Énoncé 1
D'après le texte sur le tatouage et la mode, en quelle année Maxime Buchi a-t-il lancé le magazine Sang Bleu ?
Énoncé 2
Rédigez la suite du texte sur le tatouage et la mode, en reprenant après sa dernière phrase.

Extrait affiché
----------

Comment le tatouage s’est infiltré dans les canons de la mode

Maxime Buchi, fondateur de Sang Bleu, parle du tatouage comme lingua franca sous-culturelle

  • Entrevue: Ben Perdue
  • Images gracieusement fournies par: Maxime Büchi
  • Photographie: Ollie Adegboye

Maxime Buchi est l’homme qui a su décoder la pertinence contemporaine du tatouage. Arrivé à East London au milieu des années 2000, le graphiste amoureux de mode et d’édition découvre un monde où une variété de sous-cultures et de disciplines créatives pouvait se mélanger librement. Le tatouage était le fil conducteur entre ces différents groupes de radicaux – une cabale underground revendiquant le côté viscéral du design, et un antidote au caractère jetable du fast fashion. Le tatouage était une force bien réelle qui demandait réflexion: avec sa nature irrépressible et son attitude DIY, il était en train de devenir l’importante influence créative qu’il est aujourd’hui.

Originaire de Suisse, Buchi a lancé le magazine Sang Bleu en 2004 pour offrir une publication qui représenterait cette nouvelle convergence de l’art, de la musique et du tatouage d’une façon inédite. Plus de 10 ans plus tard, maintenant que le créateur de 37 ans a réussi son pari de recontextualiser le langage visuel et l’identité culturelle du tatouage, Sang Bleu a évolué au-delà de la page imprimée pour devenir une entité à mi-chemin entre une marque et un mouvement.

D’une collaboration avec l’horloger Hublot à la création des tatouages temporaires portés par FKA Twigs au Met Gala, en plus de tatouer des personnalités comme Kanye West, Buchi supervise aujourd’hui un univers qui englobe ses studios Sang Bleu à Londres et Zurich, une maison d’édition, et la marque de vêtements Sang Bleu Physical, en parallèle avec le magazine en ligne et ses canaux numériques TTTism. « Le grand public prend conscience du pouvoir visuel et avant-gardiste du tatouage, tout comme de ses aspects symboliques et intellectuels, » affirme Buchi. « La fascination existe, mais personne ne sait comment l’intégrer, et comme je viens de ces deux mondes je suis dans une position idéale pour faciliter cet échange, et gagner ma vie par la même occasion. »

Alors qu’il se prépare à prendre un congé de paternité, Buchi et moi avons discuté de l’influence du tatouage sur le design, et de ce qui en fait la dernière vraie sous-culture.

Ben Purdue

Maxime Büchi

Comment avez-vous commencé à vous intéresser à la culture du tatouage?

Quand j’étais jeune, j’étais fasciné par les tatouages, mais ils ne m’intéressaient pas vraiment sur le plan culturel. Il y avait très peu de tatouages dans la culture skate à l’époque, et encore moins dans le hip-hop. C’était pour les rockeurs, pas pour mon univers. Ce n’est qu’à l’école d’art que j’ai compris que je n’avais pas à être parfaitement loyal aux sous-cultures. J’ai commencé à me réapproprier l’idée de me faire tatouer, d’être fan de hip-hop, mais de quand même aimer les tatouages. Je pouvais le faire de façon cohérente parce que je m’intéressais à l’art en général. Et puis le graffiti m’a apporté son attitude – si tu as envie de faire un truc, vas-y, fais-le. Il m’a donné cette mentalité, une mentalité hip-hop. Aujourd’hui, je l’applique à tout ce que je fais.

----------

Données enregistrées
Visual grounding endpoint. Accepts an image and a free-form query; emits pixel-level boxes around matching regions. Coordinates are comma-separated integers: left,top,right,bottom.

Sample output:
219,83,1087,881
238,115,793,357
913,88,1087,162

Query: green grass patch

----------

Réponse 1
En 2004.

Réponse 2
Votre propre style de tatouage semble très technique, et a une allure précise, presque architecturale. Est-ce que ça vient de votre enfance en Suisse?

Mon oncle était architecte, et le patrimoine moderniste est évidemment très présent en Suisse, mais je suis aussi fondamentalement attiré par cette technicité. J’aime ce langage, particulièrement ce qui se situe à la convergence des cultures anciennes et des signes ultra-contemporains ou des formes générées par ordinateur. Après tout, la géométrie est une expression visuelle des mathématiques, et les mathématiques sont le système théorique, la science ou la discipline qui décrivent le fonctionnement du cerveau humain et du vivant sous sa forme la plus pure. Toute forme géométrique est la plus pure expression de l’esprit humain, et c’est ce à quoi j’aspire. Pas à une chose qui n’est pertinente que pour quelques années. Quelque chose d’éternel.

« J’ai créé un magazine par pur égoïsme, en ce qu’il présentait mon univers en rassemblant mes centres d’intérêt. »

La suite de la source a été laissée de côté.